%%

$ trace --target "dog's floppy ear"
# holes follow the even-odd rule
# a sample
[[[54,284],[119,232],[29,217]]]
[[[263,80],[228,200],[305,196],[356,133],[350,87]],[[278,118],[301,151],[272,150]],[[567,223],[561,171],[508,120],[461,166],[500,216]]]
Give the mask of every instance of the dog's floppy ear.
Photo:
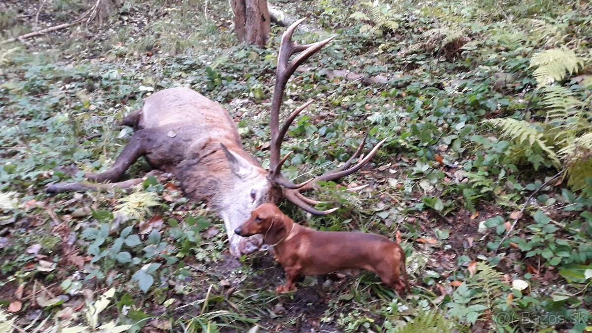
[[[284,216],[281,214],[275,214],[269,224],[269,229],[265,233],[265,239],[263,241],[267,244],[275,244],[285,237],[287,232],[288,229]]]

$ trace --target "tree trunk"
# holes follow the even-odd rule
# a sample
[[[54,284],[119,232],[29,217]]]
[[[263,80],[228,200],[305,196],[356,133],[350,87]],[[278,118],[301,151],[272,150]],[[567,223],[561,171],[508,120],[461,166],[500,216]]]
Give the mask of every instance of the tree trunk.
[[[267,0],[231,0],[234,28],[241,42],[263,46],[269,37]]]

%%

■ **Written task**:
Rewrite all the records with "Give the mask" switched to "Return the mask" everywhere it occurs, keeping every other line unchanged, and leave the pictures out.

■ **Output for this exercise**:
$ trace --target "dog's floppy ear"
# holes follow the even-odd rule
# a sample
[[[54,284],[119,232],[29,217]]]
[[[263,80],[228,200],[305,196],[356,133],[350,87]],[[278,118],[301,151],[272,150]],[[567,223],[561,171],[508,120],[461,166],[500,216]]]
Return the mask of every instance of the dog's floppy ear.
Photo:
[[[284,216],[281,214],[275,214],[269,224],[269,229],[265,233],[265,239],[263,241],[267,244],[275,244],[285,237],[287,232],[288,229]]]

$ trace --target "tree trunk"
# holes follow the even-odd rule
# a sample
[[[54,284],[119,232],[29,217]]]
[[[263,80],[228,200],[305,196],[356,133],[350,87]],[[278,118],[301,151],[272,150]],[[567,223],[561,171],[508,120],[461,166],[500,216]]]
Return the mask of every instance of the tree trunk.
[[[267,0],[231,0],[234,28],[241,42],[263,46],[269,37]]]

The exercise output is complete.